◆ INSTRUCTIONS TO FOLLOW:
Here are some entries; quote each one exactly.

◆ STORED DATA:
○ ○ ○ ○ ○
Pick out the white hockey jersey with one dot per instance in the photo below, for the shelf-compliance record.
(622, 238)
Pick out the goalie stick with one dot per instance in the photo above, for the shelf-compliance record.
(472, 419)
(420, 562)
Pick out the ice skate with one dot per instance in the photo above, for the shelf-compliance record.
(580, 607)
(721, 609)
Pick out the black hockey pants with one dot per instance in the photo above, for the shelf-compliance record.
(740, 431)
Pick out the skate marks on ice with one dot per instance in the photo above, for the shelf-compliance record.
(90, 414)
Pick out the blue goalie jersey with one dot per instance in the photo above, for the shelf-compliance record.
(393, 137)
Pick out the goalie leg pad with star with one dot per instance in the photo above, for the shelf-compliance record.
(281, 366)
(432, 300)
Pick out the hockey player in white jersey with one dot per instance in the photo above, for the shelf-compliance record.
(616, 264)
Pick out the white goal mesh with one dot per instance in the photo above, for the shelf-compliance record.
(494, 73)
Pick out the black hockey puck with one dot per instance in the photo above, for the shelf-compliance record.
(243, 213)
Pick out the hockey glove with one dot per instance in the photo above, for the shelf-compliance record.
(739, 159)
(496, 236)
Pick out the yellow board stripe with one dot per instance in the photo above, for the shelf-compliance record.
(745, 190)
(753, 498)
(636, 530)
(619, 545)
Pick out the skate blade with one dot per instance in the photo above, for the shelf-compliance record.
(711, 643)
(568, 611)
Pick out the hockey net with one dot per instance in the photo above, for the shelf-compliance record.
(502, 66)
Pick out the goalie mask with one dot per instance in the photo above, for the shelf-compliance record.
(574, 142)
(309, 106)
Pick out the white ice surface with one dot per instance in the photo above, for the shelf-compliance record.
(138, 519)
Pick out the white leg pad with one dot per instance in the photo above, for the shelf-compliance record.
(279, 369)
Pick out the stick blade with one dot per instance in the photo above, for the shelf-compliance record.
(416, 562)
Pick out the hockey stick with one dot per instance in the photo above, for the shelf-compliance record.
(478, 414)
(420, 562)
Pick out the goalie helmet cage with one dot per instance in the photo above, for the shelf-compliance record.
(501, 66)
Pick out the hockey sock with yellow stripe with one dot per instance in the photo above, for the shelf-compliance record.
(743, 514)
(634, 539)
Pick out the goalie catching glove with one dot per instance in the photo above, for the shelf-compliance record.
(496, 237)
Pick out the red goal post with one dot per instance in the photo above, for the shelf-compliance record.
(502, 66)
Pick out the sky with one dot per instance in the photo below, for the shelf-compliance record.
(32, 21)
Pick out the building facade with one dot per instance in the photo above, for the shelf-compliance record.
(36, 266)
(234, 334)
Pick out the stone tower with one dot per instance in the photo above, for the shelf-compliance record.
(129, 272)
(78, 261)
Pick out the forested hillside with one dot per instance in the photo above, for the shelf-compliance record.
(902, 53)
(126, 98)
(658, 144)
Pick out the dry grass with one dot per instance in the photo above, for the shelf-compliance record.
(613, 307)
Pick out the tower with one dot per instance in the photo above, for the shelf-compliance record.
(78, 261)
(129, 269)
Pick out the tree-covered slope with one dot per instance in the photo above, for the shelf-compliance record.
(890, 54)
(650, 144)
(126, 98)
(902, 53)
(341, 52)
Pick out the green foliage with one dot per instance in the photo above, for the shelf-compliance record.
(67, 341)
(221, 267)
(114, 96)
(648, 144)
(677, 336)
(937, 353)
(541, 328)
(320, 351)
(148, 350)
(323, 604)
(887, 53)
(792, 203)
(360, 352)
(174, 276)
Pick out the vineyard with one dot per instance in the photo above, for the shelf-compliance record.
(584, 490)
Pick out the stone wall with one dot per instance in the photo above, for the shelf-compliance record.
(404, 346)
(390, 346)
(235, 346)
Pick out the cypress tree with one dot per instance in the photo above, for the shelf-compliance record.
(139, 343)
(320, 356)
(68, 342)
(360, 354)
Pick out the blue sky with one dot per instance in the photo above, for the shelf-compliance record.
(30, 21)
○ ○ ○ ○ ○
◆ FULL SOLUTION:
Pick out the white hockey jersey with one dot per instance in the photo below, for the shelf-compliance record.
(622, 238)
Pick out the goalie stick with one dot per instance in the photo above, for the shelf-compliance record.
(472, 419)
(420, 562)
Pick out the ice skate with one dot per instance in the photo above, for the shelf-compliance record.
(580, 607)
(721, 609)
Pick out the black hockey pants with one dot per instance in the photo above, for the shelf-compliance record.
(740, 431)
Pick out the skate marks on ice with one dot per instance in the photo above, for the shelf-compliance record.
(90, 414)
Pick out the blue goalie jersey with one dot per instance in the photo above, for the shelf-compliance record.
(393, 137)
Pick out the goalie leg pad with star with one dot per instance in the photo above, for the shelf-compliance record.
(281, 366)
(432, 300)
Pick out the hockey player in white jersey with one dot per instance in the photo above, for the shelf-compliance record.
(616, 264)
Pick out the white goal mesh with one dot per instance in the photo above, for the shelf-compliance record.
(494, 73)
Pick out the black hockey puck with one dot per instance in the photo above, for the shelf-compliance record.
(243, 213)
Pick out the hockey glove with one dot per instance in the photo above, for the shelf-compliance record.
(739, 159)
(496, 236)
Pick out the yellow board stripe with one dot per instance in the photo above, for the shelf-compliance record.
(745, 190)
(753, 498)
(636, 530)
(619, 545)
Pick out the skate blade with one dot per instance in the photo above, for the shelf-compliance record.
(711, 643)
(568, 611)
Pick out the hockey net with one dot per instance in the photo above, for the shelf-compliance record.
(502, 66)
Pick out the goalie mask with one dot per instance in the photo above, for the shelf-compliance record.
(574, 142)
(309, 106)
Pick out the white ice surface with one dot per instance in the photo above, for the shelf-compliance record.
(138, 519)
Pick out the white leg pad with one dot per instance in the photo above, for the shelf-compliance record.
(279, 369)
Pick out the stick blade with one dot per instance in the photo above, for the shelf-compliance record.
(416, 562)
Pick out the hockey stick with one dot per instance in the photo above, for the shelf-compliance record.
(478, 414)
(420, 562)
Pick out the goalie helmet cage with one dot per instance in the photo above, for the shelf-compliance record.
(501, 66)
Pick out the hockey sock with yellow stripe with one dot per instance in the photo above, for the shelf-compliance record.
(743, 514)
(634, 539)
Pick out the goalie catching glove with one dot per instance in the photo above, for the shelf-compliance record.
(496, 237)
Pick out the red goal post with one dot per instance in the photo above, for the shelf-compliance record.
(502, 66)
Pick out the sky with one dot per instance in the photo below, for the shelf-compliance record.
(32, 21)
Pick out the building facade with one dot per instance in the photo above, for the shelf-compliance record.
(36, 266)
(234, 334)
Pick out the stone tower with one dot per instance in the photo above, for the shelf-compliance record.
(129, 272)
(78, 261)
Pick out the forested hillside with one dot per instance in the photo above, for the shelf-compliance record.
(902, 53)
(126, 98)
(658, 144)
Pick out the dry grass with one dot per instance in the photo above, for the shelf-compliance record.
(613, 307)
Pick out the tower with one dot per instance in the photo above, for the shelf-compliance record.
(78, 261)
(129, 269)
Pick out the tree-covered slope with one dot per instance in the photo above, for the shelf-compliance record.
(890, 54)
(650, 144)
(126, 98)
(902, 53)
(341, 52)
Pick out the green foliage with one dot per instance in the photo above, for the shelf-compliance record.
(67, 341)
(221, 267)
(114, 96)
(648, 144)
(677, 336)
(937, 353)
(541, 328)
(320, 351)
(148, 350)
(323, 604)
(887, 53)
(792, 203)
(360, 352)
(174, 276)
Pick out the vineyard with one dot per instance in the photo above, for the shelf-compliance record.
(584, 490)
Pick out the stone wall with one dot per instance in the photo above, for the shelf-compliance record.
(404, 346)
(390, 346)
(235, 346)
Pick out the cypress tree with one dot per instance in the photo above, for the shelf-compliance record.
(139, 343)
(320, 356)
(68, 342)
(360, 354)
Pick out the blue sky with one dot per instance in the photo above, for the shelf-compliance record.
(30, 21)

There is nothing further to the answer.